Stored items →
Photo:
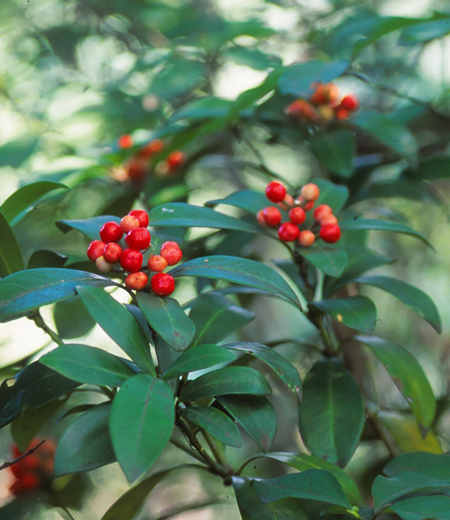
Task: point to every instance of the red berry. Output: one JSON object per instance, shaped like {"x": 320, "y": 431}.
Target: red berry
{"x": 125, "y": 141}
{"x": 138, "y": 238}
{"x": 129, "y": 222}
{"x": 288, "y": 232}
{"x": 163, "y": 284}
{"x": 272, "y": 216}
{"x": 157, "y": 263}
{"x": 330, "y": 233}
{"x": 297, "y": 215}
{"x": 141, "y": 215}
{"x": 131, "y": 260}
{"x": 111, "y": 232}
{"x": 349, "y": 102}
{"x": 306, "y": 238}
{"x": 95, "y": 250}
{"x": 310, "y": 192}
{"x": 321, "y": 211}
{"x": 275, "y": 191}
{"x": 136, "y": 281}
{"x": 171, "y": 252}
{"x": 112, "y": 253}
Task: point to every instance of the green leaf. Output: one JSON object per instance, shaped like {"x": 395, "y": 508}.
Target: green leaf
{"x": 297, "y": 79}
{"x": 120, "y": 325}
{"x": 141, "y": 423}
{"x": 215, "y": 317}
{"x": 302, "y": 462}
{"x": 168, "y": 319}
{"x": 186, "y": 215}
{"x": 85, "y": 445}
{"x": 388, "y": 131}
{"x": 25, "y": 291}
{"x": 10, "y": 254}
{"x": 412, "y": 297}
{"x": 312, "y": 484}
{"x": 215, "y": 422}
{"x": 198, "y": 358}
{"x": 26, "y": 196}
{"x": 88, "y": 365}
{"x": 256, "y": 415}
{"x": 33, "y": 387}
{"x": 279, "y": 364}
{"x": 251, "y": 507}
{"x": 408, "y": 376}
{"x": 357, "y": 312}
{"x": 327, "y": 259}
{"x": 224, "y": 381}
{"x": 240, "y": 271}
{"x": 335, "y": 150}
{"x": 331, "y": 413}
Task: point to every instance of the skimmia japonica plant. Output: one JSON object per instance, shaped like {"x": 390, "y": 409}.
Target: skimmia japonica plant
{"x": 183, "y": 383}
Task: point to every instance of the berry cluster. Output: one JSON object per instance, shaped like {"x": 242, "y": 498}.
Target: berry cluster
{"x": 140, "y": 164}
{"x": 323, "y": 106}
{"x": 129, "y": 253}
{"x": 325, "y": 224}
{"x": 33, "y": 472}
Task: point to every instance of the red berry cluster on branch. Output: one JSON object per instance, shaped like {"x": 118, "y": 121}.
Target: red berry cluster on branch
{"x": 35, "y": 471}
{"x": 129, "y": 253}
{"x": 140, "y": 165}
{"x": 325, "y": 224}
{"x": 323, "y": 106}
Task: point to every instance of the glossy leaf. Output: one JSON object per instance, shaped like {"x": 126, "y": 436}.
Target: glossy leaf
{"x": 216, "y": 317}
{"x": 312, "y": 484}
{"x": 224, "y": 381}
{"x": 411, "y": 296}
{"x": 25, "y": 291}
{"x": 357, "y": 312}
{"x": 240, "y": 271}
{"x": 279, "y": 364}
{"x": 33, "y": 387}
{"x": 85, "y": 445}
{"x": 198, "y": 358}
{"x": 168, "y": 319}
{"x": 141, "y": 423}
{"x": 215, "y": 422}
{"x": 256, "y": 415}
{"x": 10, "y": 254}
{"x": 88, "y": 365}
{"x": 408, "y": 376}
{"x": 361, "y": 224}
{"x": 120, "y": 325}
{"x": 331, "y": 413}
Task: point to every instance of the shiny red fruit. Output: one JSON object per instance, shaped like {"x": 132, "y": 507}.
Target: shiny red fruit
{"x": 163, "y": 284}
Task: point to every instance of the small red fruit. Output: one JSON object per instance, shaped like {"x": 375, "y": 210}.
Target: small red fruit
{"x": 310, "y": 192}
{"x": 171, "y": 252}
{"x": 131, "y": 260}
{"x": 111, "y": 232}
{"x": 95, "y": 250}
{"x": 138, "y": 238}
{"x": 272, "y": 216}
{"x": 275, "y": 191}
{"x": 297, "y": 215}
{"x": 112, "y": 252}
{"x": 306, "y": 238}
{"x": 141, "y": 215}
{"x": 330, "y": 233}
{"x": 288, "y": 232}
{"x": 157, "y": 263}
{"x": 125, "y": 141}
{"x": 163, "y": 284}
{"x": 136, "y": 281}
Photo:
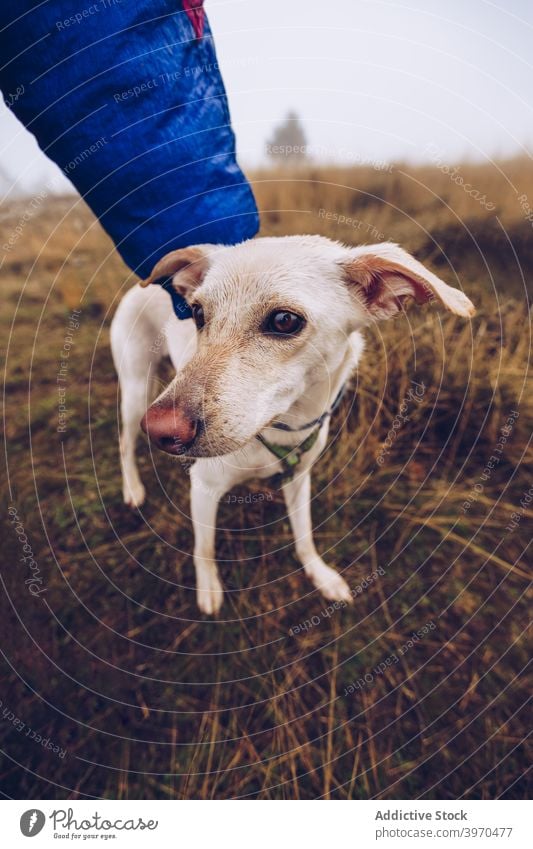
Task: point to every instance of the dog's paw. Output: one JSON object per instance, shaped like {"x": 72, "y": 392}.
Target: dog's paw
{"x": 331, "y": 584}
{"x": 134, "y": 495}
{"x": 210, "y": 595}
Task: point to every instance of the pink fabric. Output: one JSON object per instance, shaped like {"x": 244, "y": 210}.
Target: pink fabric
{"x": 196, "y": 14}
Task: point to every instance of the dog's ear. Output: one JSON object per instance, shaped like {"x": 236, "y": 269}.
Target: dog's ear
{"x": 383, "y": 276}
{"x": 187, "y": 267}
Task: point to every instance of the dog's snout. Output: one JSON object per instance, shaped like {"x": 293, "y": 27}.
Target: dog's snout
{"x": 172, "y": 429}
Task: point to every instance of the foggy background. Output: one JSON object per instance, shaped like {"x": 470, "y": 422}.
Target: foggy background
{"x": 371, "y": 80}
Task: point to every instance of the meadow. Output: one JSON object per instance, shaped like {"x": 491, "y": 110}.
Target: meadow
{"x": 113, "y": 686}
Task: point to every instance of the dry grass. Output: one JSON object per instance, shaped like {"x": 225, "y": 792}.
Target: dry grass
{"x": 112, "y": 664}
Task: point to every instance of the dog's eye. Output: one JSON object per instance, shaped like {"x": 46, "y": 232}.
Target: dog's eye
{"x": 284, "y": 323}
{"x": 198, "y": 315}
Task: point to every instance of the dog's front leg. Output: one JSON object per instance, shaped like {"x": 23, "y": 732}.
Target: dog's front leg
{"x": 205, "y": 496}
{"x": 297, "y": 492}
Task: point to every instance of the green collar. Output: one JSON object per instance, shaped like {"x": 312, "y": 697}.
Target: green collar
{"x": 290, "y": 455}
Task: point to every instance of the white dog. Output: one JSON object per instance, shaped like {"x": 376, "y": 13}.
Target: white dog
{"x": 275, "y": 335}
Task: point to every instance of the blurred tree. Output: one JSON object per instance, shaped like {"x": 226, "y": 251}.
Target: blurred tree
{"x": 288, "y": 142}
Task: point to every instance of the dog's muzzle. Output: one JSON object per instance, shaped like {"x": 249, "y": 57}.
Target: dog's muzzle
{"x": 171, "y": 429}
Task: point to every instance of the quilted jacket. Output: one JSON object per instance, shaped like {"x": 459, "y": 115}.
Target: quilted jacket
{"x": 126, "y": 97}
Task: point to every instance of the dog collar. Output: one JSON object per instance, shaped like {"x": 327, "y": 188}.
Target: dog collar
{"x": 318, "y": 421}
{"x": 180, "y": 306}
{"x": 290, "y": 455}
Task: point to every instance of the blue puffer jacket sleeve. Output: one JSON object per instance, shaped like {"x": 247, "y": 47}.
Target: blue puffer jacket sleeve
{"x": 127, "y": 98}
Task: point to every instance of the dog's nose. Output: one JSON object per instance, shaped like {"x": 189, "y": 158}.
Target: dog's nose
{"x": 170, "y": 428}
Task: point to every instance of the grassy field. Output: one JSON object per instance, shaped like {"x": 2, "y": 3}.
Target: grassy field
{"x": 113, "y": 687}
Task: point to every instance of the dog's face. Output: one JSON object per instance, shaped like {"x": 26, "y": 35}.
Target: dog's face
{"x": 273, "y": 317}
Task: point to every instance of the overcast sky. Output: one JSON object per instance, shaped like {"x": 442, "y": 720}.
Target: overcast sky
{"x": 370, "y": 79}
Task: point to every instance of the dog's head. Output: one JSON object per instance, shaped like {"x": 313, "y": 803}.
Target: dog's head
{"x": 273, "y": 318}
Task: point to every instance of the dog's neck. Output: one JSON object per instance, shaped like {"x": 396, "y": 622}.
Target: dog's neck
{"x": 305, "y": 412}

EXERCISE GOAL → From the first line of the entries above through the line with "Task: point to every instance of the green leaf.", set down each line exactly and drop the pictures.

OUTPUT FOR THIS TASK →
Photo:
Task: point to every instance of the red berry. Output: one JSON object per instance, shaped like {"x": 320, "y": 431}.
Target: red berry
{"x": 125, "y": 141}
{"x": 138, "y": 238}
{"x": 129, "y": 222}
{"x": 288, "y": 232}
{"x": 163, "y": 284}
{"x": 272, "y": 216}
{"x": 157, "y": 263}
{"x": 330, "y": 233}
{"x": 297, "y": 215}
{"x": 141, "y": 215}
{"x": 131, "y": 260}
{"x": 111, "y": 232}
{"x": 349, "y": 102}
{"x": 306, "y": 238}
{"x": 95, "y": 250}
{"x": 310, "y": 192}
{"x": 321, "y": 211}
{"x": 275, "y": 191}
{"x": 136, "y": 281}
{"x": 171, "y": 252}
{"x": 112, "y": 253}
Task: point to every instance of the green leaf. Output: one JSON object per instance, shaped like {"x": 395, "y": 508}.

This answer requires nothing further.